Information given
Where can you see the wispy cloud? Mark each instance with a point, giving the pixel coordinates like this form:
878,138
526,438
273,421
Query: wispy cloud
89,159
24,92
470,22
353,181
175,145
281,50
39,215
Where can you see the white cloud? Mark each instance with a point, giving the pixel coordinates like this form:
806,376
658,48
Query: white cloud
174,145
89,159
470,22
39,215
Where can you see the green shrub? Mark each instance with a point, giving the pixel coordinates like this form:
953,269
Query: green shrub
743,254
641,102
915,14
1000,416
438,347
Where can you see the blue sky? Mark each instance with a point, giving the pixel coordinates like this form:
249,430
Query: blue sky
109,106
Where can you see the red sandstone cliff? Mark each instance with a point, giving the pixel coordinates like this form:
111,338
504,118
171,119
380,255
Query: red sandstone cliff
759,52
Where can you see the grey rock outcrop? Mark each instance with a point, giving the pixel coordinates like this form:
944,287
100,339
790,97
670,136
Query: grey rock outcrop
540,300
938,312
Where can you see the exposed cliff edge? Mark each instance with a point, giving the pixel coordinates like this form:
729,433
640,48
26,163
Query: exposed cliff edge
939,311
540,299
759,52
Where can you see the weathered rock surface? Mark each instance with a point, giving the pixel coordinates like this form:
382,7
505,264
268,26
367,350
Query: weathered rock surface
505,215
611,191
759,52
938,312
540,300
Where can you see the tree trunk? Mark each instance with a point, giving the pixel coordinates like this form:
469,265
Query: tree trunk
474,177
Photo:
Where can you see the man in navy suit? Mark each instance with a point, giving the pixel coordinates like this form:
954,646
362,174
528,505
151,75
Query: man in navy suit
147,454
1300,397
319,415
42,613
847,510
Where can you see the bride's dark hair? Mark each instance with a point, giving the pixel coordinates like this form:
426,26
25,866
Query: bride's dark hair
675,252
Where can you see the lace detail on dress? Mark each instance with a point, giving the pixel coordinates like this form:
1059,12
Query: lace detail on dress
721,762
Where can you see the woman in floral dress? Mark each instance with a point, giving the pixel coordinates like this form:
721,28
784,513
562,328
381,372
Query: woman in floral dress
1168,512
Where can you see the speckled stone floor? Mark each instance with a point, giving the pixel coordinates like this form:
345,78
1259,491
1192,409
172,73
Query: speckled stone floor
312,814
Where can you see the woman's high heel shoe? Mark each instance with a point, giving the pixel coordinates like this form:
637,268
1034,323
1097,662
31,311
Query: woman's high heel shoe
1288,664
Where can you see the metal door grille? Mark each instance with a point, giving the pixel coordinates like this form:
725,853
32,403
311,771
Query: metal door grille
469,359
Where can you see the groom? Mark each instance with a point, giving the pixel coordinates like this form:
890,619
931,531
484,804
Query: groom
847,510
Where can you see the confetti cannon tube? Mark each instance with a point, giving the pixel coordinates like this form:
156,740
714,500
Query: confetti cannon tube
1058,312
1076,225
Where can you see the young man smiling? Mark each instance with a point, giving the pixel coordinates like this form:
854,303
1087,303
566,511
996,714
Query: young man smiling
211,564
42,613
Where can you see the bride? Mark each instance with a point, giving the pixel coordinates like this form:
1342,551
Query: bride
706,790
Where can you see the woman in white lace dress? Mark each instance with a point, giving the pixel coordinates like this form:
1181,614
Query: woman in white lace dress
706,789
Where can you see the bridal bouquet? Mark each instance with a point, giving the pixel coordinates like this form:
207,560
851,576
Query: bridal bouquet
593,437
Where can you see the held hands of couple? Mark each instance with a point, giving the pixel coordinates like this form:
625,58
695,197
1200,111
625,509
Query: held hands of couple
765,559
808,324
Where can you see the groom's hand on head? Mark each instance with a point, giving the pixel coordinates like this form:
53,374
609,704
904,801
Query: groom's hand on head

==

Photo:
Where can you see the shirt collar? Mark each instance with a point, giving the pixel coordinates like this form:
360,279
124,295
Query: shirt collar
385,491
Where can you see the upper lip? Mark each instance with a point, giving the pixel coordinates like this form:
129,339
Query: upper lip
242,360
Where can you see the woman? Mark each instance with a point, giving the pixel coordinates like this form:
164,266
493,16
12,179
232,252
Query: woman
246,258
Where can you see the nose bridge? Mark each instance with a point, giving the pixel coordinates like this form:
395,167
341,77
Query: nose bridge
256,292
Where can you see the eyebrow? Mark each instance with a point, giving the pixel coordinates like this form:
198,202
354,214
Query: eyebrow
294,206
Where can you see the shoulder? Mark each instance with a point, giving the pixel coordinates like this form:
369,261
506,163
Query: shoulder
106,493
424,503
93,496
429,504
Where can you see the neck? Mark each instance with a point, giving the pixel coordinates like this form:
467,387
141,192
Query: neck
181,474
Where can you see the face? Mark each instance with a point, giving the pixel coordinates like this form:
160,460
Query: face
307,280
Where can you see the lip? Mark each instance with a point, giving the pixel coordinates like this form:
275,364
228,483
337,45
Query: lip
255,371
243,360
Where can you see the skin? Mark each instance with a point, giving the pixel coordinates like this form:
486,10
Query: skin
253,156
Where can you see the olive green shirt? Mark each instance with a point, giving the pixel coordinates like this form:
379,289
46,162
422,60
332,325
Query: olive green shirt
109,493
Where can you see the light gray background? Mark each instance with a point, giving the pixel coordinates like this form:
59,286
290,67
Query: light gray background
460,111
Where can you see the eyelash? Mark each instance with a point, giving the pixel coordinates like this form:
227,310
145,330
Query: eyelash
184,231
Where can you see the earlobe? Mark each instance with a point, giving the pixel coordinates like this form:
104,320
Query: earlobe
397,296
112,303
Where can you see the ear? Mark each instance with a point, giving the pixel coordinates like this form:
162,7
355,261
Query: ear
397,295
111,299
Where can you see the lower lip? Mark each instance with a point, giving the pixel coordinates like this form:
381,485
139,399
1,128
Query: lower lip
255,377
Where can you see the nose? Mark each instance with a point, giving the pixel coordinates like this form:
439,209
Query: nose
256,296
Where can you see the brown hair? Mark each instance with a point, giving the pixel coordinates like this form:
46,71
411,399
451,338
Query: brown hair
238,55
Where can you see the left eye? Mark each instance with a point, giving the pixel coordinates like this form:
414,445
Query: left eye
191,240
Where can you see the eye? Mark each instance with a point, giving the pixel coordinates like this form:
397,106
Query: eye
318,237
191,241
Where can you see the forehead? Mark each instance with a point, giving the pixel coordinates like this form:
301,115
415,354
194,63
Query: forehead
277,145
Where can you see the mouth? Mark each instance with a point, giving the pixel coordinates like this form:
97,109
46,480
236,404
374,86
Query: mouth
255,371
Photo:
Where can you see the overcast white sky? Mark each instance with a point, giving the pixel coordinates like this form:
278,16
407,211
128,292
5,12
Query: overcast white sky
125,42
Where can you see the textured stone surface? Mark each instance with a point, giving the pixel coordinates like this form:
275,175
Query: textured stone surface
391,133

==

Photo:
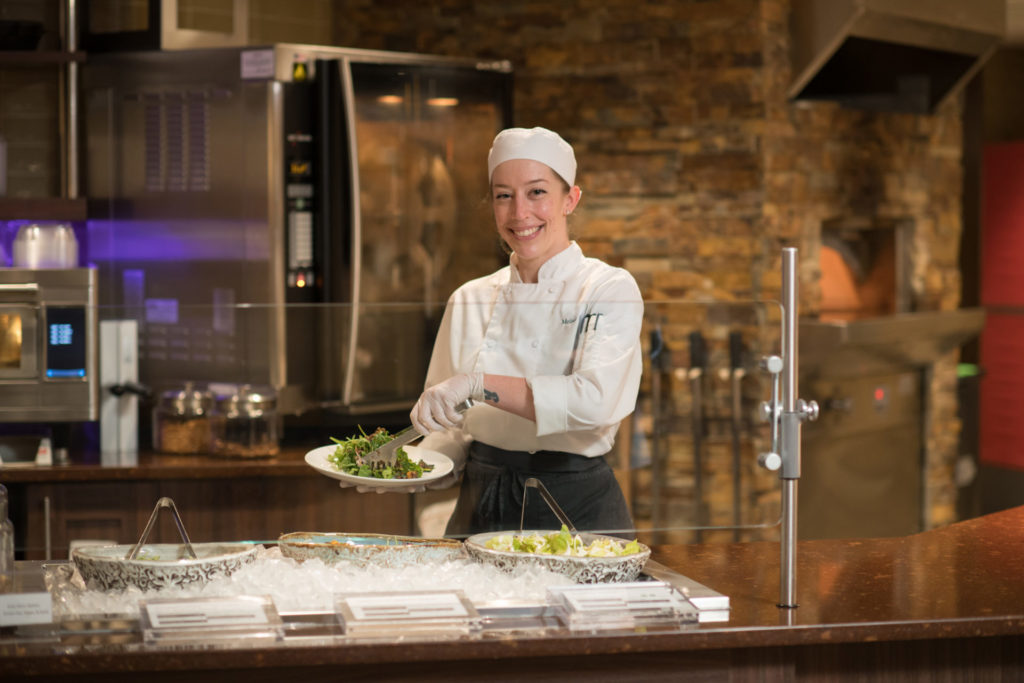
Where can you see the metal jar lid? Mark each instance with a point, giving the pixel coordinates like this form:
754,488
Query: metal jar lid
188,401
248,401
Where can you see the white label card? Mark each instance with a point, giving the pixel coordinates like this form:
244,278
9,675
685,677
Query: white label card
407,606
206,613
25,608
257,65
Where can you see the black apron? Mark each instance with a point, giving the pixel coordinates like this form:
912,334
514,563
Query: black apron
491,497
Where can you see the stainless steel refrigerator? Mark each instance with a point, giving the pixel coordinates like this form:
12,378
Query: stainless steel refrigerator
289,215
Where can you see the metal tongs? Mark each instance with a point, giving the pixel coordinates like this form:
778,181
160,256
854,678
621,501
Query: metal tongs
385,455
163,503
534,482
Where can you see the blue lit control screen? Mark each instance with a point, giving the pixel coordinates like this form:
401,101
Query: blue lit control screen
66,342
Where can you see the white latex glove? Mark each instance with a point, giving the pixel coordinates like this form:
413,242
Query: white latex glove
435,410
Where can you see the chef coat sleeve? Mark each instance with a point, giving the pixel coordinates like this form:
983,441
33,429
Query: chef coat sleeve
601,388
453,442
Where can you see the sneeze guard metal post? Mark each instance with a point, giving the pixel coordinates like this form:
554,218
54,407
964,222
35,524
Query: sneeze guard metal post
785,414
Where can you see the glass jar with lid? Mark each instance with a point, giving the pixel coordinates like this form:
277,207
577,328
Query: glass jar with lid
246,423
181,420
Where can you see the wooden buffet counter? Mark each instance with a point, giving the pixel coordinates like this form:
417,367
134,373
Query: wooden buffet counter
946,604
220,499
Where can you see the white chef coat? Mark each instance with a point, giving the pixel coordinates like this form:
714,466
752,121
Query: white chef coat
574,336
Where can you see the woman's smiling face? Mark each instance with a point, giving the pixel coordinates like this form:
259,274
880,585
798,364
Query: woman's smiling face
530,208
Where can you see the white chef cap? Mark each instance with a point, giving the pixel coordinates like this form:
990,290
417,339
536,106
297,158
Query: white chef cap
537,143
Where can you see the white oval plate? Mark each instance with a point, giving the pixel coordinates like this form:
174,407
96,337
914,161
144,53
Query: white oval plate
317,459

Set problem
Write out the lines from the one containing "Where can you see the groom's" through the one containing "Query: groom's hand on head", inclusive, with "bride's" in place of "groom's" and nothing else changed.

The output
Where can you see the bride's hand on head? Mark each instance with a point, giving the pixel coordinates like this form:
53,374
609,704
904,801
Query: bride's hand on head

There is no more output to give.